Your objective: Find the line containing "Expected behaviour: for each instance of the woman's ear", then output it and every line after it through the end of the listing below, exactly as written.

Material for this task:

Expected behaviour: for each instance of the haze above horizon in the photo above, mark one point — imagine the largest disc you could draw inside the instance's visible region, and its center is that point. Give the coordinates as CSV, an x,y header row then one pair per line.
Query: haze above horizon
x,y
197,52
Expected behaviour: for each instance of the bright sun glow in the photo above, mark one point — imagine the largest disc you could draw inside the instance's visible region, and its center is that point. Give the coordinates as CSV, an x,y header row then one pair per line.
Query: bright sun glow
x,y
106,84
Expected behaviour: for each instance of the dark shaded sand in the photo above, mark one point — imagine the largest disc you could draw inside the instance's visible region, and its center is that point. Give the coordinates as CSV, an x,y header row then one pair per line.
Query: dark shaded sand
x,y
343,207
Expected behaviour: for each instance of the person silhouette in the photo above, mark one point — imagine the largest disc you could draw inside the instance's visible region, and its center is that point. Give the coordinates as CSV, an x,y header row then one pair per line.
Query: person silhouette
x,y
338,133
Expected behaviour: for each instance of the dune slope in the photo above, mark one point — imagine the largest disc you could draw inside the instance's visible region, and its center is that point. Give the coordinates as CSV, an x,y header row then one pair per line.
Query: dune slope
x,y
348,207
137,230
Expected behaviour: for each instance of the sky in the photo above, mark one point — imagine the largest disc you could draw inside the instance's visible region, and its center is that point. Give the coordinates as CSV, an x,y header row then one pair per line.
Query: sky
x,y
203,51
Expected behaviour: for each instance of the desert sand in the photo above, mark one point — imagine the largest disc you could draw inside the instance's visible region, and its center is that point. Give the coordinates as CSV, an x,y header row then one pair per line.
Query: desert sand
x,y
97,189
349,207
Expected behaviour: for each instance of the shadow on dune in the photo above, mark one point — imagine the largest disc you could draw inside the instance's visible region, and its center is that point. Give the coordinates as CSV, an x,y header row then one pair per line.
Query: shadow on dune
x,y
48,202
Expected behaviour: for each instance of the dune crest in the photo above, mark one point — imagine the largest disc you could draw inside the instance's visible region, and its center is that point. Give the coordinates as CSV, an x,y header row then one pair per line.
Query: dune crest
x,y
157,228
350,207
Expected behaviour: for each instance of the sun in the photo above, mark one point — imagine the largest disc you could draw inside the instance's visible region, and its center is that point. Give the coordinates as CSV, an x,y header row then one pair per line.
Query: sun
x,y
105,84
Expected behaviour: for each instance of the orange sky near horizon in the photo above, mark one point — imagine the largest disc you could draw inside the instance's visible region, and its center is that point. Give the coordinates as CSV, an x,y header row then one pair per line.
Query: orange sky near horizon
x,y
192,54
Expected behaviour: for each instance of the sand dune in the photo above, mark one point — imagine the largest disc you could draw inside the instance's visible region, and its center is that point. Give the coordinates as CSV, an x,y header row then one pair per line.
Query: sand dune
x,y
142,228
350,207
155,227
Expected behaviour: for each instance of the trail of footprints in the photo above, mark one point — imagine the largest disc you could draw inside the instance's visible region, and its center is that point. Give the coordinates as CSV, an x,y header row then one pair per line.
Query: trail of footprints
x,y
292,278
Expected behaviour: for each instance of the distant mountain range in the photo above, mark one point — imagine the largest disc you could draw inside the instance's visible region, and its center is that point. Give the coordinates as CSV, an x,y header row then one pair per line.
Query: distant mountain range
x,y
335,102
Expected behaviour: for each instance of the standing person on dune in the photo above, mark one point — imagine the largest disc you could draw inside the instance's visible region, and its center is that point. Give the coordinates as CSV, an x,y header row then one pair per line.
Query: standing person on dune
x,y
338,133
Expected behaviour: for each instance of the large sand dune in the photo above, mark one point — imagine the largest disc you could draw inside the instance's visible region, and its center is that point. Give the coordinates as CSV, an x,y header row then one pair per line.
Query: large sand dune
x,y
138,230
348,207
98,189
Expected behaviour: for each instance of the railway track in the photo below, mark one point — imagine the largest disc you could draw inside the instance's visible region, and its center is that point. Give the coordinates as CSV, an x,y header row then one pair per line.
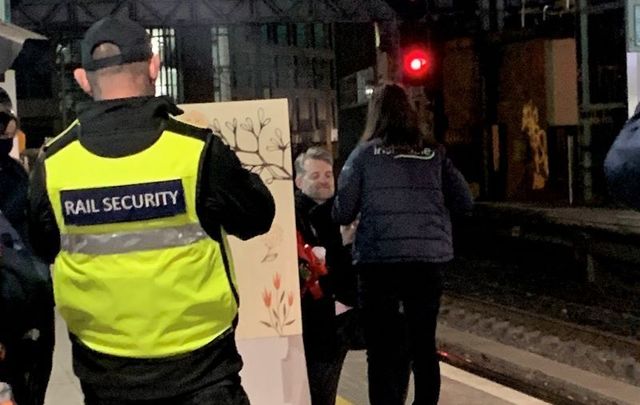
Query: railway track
x,y
581,346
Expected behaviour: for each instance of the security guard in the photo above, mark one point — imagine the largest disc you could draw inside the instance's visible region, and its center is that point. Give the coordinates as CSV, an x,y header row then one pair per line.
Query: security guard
x,y
134,206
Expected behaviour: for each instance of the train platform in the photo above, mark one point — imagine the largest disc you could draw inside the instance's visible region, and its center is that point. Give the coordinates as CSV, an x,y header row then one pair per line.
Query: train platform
x,y
622,221
458,387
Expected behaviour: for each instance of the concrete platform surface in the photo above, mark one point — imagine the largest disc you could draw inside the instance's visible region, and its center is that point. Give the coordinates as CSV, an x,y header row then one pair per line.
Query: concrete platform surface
x,y
458,387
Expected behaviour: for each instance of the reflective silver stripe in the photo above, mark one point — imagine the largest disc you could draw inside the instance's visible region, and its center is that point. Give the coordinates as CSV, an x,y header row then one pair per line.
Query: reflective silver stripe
x,y
125,242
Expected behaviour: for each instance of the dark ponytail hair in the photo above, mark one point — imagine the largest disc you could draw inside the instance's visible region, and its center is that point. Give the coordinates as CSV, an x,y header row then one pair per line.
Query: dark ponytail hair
x,y
393,119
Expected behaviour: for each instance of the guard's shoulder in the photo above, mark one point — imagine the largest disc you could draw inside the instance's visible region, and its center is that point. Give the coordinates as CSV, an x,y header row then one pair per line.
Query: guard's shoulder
x,y
65,138
183,128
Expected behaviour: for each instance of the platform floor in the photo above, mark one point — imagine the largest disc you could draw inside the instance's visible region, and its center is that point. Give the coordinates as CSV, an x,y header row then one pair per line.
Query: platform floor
x,y
458,387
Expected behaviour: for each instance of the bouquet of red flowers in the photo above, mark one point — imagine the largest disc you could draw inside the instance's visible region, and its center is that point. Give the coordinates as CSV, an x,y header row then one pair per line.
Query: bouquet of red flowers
x,y
311,268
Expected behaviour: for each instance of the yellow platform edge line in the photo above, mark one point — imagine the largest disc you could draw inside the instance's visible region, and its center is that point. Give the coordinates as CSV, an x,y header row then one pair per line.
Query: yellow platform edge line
x,y
342,401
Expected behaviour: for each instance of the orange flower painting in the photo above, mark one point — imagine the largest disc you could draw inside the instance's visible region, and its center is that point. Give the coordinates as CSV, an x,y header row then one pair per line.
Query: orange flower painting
x,y
280,309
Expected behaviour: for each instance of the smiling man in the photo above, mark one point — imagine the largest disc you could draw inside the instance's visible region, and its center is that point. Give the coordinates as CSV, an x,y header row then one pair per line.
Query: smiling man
x,y
325,325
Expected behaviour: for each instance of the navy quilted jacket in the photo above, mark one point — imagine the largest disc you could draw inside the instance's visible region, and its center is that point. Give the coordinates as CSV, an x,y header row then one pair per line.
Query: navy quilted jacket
x,y
404,200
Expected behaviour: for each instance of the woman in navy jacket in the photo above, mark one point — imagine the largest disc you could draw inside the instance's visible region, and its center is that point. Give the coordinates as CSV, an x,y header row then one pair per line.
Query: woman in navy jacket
x,y
404,188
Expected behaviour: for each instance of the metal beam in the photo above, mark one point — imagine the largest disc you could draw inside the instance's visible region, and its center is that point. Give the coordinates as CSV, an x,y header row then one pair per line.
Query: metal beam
x,y
47,15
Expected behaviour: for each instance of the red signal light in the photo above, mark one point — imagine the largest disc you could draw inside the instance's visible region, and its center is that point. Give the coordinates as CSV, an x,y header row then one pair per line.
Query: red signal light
x,y
416,63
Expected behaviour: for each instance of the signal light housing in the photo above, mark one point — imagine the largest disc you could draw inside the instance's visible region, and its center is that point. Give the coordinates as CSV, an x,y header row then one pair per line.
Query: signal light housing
x,y
416,65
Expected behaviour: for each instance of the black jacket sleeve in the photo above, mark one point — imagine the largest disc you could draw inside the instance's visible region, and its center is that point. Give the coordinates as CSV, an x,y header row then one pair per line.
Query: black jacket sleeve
x,y
43,229
231,196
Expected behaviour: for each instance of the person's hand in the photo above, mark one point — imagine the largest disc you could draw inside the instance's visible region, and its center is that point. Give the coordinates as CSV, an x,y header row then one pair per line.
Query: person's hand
x,y
348,232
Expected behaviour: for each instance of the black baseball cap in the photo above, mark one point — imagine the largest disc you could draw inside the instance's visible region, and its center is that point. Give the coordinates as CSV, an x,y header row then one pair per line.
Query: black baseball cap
x,y
132,39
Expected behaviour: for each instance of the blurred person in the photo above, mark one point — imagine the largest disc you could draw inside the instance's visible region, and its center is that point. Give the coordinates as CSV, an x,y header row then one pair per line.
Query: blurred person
x,y
134,207
622,163
404,189
26,314
327,320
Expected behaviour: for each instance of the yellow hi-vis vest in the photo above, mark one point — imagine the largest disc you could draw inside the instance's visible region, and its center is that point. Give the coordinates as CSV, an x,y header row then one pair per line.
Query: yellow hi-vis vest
x,y
136,275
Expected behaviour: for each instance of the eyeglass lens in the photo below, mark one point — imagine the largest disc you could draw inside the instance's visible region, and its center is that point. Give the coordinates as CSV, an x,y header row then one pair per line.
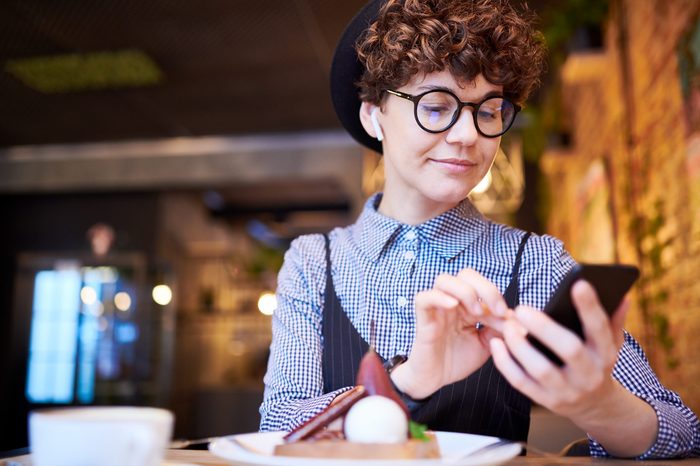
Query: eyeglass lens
x,y
438,110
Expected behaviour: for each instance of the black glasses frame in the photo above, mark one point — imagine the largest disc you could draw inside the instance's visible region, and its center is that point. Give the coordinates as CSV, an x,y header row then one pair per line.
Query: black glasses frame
x,y
460,105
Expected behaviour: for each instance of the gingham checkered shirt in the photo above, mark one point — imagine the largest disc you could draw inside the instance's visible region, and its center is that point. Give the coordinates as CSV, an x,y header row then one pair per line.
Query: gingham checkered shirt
x,y
378,266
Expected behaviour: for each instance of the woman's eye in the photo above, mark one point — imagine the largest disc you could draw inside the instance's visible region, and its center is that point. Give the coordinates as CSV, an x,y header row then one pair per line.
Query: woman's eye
x,y
488,114
435,109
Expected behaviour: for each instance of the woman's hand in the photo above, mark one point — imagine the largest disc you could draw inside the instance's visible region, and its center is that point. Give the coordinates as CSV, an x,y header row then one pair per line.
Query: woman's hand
x,y
448,347
583,388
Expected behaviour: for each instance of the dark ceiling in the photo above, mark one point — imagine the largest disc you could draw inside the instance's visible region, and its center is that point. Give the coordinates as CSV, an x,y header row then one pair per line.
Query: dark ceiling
x,y
228,67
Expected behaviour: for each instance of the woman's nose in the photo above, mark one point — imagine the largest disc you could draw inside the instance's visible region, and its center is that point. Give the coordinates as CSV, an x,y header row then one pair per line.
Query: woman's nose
x,y
464,130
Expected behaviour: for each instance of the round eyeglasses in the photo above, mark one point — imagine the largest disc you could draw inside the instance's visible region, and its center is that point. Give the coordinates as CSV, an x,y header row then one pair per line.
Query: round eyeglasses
x,y
438,110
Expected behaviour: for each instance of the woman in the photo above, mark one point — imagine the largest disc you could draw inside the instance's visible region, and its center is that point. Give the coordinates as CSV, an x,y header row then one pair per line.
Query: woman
x,y
433,84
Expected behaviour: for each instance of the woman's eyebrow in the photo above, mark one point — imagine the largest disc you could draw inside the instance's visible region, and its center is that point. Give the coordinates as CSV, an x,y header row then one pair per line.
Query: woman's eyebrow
x,y
436,87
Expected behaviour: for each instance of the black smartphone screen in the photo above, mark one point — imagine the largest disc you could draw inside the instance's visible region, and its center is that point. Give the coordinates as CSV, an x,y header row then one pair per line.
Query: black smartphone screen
x,y
611,282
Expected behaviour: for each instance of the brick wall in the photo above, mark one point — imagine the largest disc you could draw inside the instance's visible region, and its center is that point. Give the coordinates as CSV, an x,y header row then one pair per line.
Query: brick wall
x,y
626,109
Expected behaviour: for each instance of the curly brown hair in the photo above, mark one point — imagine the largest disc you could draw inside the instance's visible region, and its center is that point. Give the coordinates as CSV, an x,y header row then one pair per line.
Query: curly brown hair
x,y
468,37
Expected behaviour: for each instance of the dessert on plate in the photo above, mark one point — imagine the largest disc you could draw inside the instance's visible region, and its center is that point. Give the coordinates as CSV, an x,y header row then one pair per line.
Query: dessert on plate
x,y
369,421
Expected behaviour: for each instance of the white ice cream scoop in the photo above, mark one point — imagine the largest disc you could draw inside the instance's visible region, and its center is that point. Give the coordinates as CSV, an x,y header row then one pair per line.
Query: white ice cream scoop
x,y
376,419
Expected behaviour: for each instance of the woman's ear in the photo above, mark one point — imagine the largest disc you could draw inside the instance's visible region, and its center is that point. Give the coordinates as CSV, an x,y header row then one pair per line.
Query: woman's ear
x,y
369,117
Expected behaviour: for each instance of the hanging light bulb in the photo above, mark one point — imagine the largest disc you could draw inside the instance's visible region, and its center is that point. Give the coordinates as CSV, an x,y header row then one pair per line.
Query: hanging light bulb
x,y
162,294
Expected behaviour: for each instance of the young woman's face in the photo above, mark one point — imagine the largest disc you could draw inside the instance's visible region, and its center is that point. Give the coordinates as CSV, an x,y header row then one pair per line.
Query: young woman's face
x,y
425,173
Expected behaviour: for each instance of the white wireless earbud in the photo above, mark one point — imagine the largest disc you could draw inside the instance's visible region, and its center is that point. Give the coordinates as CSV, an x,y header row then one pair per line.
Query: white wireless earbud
x,y
375,123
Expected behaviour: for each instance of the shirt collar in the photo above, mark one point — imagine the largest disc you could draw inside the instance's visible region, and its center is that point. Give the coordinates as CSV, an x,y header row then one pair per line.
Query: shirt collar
x,y
447,234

Reply to the task:
Expected behaviour: for each instance of the woman's ear in the photo above, mark one point — imagine the largest disc you could draw inside the instance's visible region, and its center is that point. Give the coordinates as CSV, an x,y header row then one pair per line.
Query: woman's ear
x,y
369,117
Expected behaviour: for each instance of the hanging light bulb in the photo above, mark one point — imagine the largest disc you could draw inside the instance's visible region, and its center is that point. Give the coordinates as CSV, an x,y header row then one pair per line.
Query: hanging light bulb
x,y
162,294
Expected behaviour: for each instance of the young woman's face in the photo above, mark one point — imagine the largest disc you could draw inside the instance's visible region, and its center is that point. Give the coordinates as CSV, an x,y header row then one pair per line.
Query: young woman's face
x,y
425,173
Expected behaviour: for each instance of the white wireless earbud in the photo above, mark one point — imagine the largest disc you could draw inside the instance's visible region, and its center is that point. Give the coordinates as CSV, an x,y header row then one pair per line.
Query: white wireless earbud
x,y
375,123
Expected behaviour: for each instance of the shirt collar in the photo above, mark one point — imagine the largest disc you could draw inside the instance's visible region, and its center is that point. Give the coordinates as CSV, an x,y header row then one pair per line.
Query: shirt collar
x,y
447,234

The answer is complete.